■ Task ■
Transcribe exactly the lines from the one containing "Where can the white porch" through the end of the data, both included. Leave out pictures.

(Collection entries)
# # #

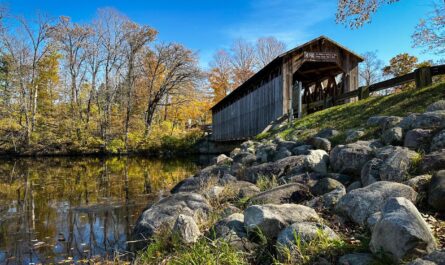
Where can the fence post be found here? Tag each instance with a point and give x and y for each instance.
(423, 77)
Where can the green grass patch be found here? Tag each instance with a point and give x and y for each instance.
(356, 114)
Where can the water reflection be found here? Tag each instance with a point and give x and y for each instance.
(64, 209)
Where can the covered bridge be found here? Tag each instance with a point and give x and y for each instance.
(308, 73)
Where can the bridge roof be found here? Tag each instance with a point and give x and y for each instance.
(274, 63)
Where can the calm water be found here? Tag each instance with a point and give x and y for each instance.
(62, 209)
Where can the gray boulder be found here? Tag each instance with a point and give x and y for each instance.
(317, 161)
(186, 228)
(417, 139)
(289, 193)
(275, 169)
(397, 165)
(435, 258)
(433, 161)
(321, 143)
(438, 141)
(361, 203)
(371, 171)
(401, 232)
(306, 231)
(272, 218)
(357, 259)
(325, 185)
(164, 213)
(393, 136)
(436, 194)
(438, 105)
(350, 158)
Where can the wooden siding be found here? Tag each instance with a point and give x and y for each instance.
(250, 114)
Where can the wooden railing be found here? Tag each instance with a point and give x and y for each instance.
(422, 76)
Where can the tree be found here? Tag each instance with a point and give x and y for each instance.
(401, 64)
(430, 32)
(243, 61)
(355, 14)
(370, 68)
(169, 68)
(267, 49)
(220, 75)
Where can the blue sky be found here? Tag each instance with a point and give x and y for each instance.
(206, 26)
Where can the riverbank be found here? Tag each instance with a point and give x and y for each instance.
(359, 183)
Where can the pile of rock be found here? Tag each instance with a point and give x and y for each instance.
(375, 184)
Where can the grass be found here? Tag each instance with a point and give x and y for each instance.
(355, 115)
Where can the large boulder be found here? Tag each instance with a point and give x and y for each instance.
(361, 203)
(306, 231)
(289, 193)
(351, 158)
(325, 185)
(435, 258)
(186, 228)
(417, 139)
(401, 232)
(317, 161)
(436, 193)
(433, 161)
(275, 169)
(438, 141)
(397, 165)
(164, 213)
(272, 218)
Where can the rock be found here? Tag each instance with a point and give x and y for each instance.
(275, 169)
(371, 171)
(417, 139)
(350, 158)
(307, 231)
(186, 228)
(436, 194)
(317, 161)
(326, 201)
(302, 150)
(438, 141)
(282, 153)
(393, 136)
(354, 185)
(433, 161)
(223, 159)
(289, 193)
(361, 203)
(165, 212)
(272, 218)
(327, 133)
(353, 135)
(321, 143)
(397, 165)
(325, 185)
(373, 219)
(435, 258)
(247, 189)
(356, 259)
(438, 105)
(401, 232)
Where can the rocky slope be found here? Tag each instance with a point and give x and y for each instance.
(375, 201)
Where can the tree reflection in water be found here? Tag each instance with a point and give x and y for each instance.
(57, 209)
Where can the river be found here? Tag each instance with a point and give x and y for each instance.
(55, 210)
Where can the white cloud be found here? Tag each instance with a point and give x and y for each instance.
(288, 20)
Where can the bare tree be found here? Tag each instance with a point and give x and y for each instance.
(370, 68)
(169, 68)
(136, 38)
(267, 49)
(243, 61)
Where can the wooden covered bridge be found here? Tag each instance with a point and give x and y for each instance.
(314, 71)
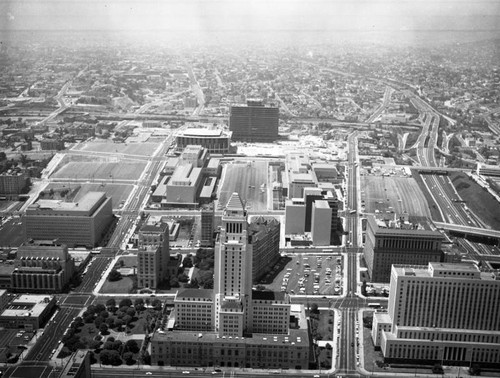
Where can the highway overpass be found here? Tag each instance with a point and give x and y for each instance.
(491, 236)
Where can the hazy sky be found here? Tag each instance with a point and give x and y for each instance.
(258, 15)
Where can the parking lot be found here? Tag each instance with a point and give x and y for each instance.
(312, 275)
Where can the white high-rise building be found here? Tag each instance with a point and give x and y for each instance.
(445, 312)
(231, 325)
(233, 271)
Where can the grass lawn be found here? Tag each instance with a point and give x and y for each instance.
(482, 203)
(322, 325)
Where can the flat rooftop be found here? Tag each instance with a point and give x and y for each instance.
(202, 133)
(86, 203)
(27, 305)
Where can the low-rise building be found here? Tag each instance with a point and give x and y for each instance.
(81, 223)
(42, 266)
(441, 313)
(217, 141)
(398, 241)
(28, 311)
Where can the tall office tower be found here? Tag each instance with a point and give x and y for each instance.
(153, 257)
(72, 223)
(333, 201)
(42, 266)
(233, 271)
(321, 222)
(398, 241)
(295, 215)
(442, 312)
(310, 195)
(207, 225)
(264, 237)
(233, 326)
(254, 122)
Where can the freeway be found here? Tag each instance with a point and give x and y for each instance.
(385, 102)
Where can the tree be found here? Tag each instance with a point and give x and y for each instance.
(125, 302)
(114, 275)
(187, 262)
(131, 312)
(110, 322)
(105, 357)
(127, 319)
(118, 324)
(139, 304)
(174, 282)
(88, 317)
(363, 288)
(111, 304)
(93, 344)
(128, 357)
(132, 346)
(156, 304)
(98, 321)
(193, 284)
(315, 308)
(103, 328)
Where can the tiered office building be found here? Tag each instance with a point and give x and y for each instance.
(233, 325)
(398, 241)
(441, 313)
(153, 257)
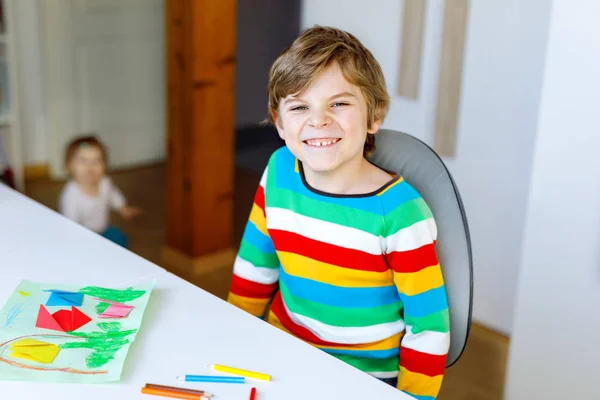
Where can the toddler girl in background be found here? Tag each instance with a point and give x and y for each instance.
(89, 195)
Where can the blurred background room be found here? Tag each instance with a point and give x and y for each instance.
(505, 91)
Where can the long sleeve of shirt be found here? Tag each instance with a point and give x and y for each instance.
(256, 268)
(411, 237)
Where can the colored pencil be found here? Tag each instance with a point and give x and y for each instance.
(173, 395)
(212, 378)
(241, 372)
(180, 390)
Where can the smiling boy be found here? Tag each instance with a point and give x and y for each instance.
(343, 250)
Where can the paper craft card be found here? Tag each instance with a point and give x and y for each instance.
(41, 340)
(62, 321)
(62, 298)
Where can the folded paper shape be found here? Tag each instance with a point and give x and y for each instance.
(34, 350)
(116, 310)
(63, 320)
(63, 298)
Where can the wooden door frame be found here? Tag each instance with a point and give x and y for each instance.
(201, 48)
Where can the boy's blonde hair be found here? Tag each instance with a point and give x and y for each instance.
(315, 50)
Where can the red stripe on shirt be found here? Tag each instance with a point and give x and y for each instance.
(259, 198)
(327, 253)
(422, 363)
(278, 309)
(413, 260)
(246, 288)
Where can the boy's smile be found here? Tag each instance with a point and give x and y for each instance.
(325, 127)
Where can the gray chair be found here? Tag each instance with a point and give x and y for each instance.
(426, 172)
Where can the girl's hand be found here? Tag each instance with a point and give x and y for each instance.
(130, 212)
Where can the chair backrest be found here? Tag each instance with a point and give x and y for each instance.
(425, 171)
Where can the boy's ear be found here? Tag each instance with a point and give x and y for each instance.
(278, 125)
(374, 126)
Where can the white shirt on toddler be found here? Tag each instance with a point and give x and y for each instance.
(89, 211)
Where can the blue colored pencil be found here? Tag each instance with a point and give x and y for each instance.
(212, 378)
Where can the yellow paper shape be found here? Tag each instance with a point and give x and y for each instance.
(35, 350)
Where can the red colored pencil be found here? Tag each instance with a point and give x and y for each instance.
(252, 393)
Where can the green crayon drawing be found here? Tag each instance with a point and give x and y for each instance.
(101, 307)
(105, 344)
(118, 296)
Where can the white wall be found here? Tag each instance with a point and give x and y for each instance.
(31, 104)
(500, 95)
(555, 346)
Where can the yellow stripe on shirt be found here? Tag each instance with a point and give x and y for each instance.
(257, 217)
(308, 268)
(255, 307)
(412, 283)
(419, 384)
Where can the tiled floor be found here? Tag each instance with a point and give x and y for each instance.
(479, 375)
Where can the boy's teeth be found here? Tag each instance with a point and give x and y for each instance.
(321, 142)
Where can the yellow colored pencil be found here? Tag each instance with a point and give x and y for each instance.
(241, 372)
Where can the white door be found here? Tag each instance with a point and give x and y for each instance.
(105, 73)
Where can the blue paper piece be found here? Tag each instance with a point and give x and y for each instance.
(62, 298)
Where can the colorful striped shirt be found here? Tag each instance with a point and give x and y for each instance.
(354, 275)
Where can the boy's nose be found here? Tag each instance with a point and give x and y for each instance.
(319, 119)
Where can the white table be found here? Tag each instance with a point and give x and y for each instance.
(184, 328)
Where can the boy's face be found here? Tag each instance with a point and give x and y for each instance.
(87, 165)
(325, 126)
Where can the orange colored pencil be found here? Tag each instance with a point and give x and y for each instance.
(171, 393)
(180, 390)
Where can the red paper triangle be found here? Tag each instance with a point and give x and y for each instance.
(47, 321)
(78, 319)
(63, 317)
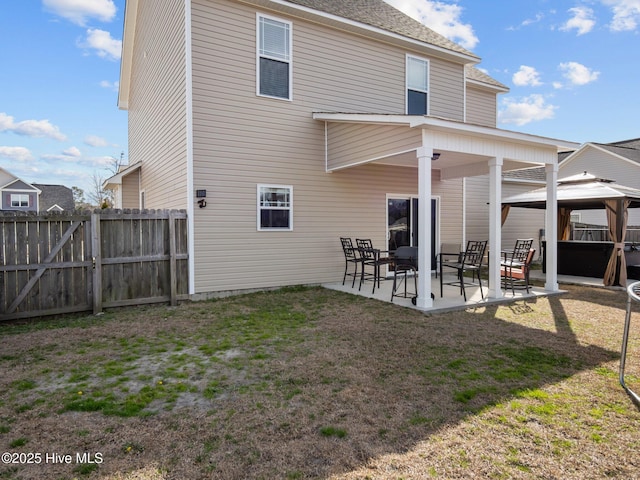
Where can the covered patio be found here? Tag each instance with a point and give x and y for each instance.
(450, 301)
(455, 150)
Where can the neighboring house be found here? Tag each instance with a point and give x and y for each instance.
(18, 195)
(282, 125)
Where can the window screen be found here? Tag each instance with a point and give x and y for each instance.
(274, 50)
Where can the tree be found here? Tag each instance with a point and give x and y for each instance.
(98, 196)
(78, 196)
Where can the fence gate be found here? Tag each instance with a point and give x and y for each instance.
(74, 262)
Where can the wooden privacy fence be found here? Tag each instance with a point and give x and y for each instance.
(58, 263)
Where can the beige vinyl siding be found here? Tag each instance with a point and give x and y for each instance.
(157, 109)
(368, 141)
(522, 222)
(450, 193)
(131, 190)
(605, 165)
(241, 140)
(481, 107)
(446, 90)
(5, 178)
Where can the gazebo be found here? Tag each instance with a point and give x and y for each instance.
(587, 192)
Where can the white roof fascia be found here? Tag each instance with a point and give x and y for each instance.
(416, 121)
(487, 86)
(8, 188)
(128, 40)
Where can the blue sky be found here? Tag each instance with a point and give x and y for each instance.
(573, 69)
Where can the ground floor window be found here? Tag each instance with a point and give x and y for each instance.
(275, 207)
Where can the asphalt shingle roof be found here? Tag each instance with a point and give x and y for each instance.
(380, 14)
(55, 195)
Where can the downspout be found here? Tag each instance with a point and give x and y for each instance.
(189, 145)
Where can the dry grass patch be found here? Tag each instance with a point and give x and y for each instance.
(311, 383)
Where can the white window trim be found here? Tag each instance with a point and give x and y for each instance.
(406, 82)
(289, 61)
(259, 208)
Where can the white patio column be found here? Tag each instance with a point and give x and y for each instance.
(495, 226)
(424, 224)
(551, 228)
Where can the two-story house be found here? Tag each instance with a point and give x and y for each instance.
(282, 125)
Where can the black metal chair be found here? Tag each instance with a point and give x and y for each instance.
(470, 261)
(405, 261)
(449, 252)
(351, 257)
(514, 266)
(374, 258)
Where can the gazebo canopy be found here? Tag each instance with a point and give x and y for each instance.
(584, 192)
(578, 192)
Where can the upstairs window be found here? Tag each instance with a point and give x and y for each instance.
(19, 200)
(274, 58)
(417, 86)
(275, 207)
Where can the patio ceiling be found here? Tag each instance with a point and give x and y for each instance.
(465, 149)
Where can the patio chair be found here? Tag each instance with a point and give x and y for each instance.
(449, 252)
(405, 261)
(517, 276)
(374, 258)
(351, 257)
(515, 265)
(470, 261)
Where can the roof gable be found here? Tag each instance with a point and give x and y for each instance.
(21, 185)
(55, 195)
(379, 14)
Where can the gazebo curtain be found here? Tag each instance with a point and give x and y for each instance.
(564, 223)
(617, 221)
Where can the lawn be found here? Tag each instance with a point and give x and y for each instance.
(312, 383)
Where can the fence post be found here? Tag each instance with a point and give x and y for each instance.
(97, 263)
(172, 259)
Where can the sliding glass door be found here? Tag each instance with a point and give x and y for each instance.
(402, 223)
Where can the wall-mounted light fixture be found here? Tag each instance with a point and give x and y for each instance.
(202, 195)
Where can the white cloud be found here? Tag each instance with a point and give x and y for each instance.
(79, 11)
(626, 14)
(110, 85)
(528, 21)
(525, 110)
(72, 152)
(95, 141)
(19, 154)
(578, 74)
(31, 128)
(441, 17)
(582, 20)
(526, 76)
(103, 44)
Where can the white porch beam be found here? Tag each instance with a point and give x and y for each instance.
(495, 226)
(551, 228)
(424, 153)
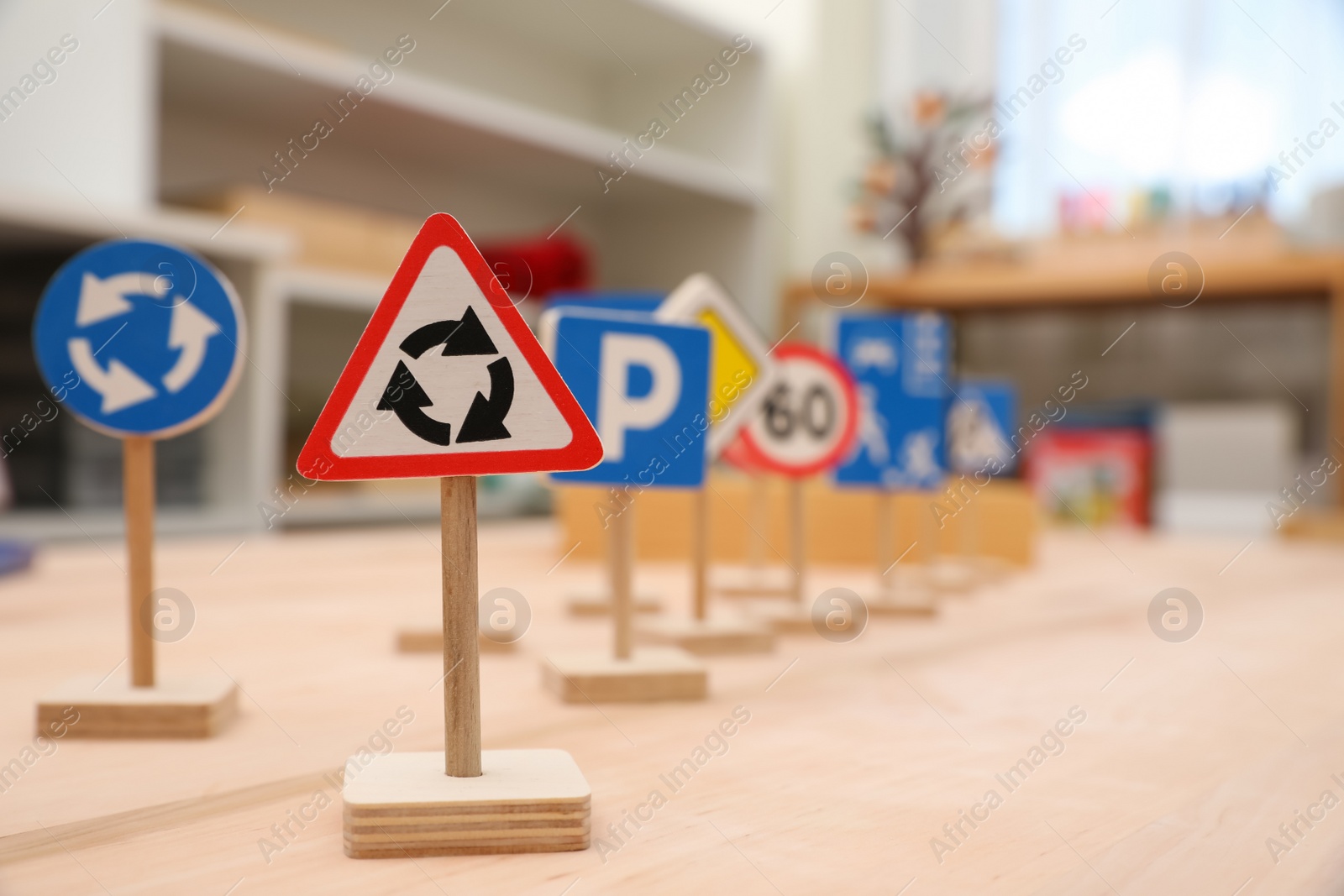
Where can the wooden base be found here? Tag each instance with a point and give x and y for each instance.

# # #

■ Solution to this problem ■
Where can the white porch beam be found here? Tag each instance with a point and give x and y for each instance.
(495, 226)
(551, 228)
(424, 153)
Where can the wooden base be found here? Tag each instance with a point and give x and y for each instance.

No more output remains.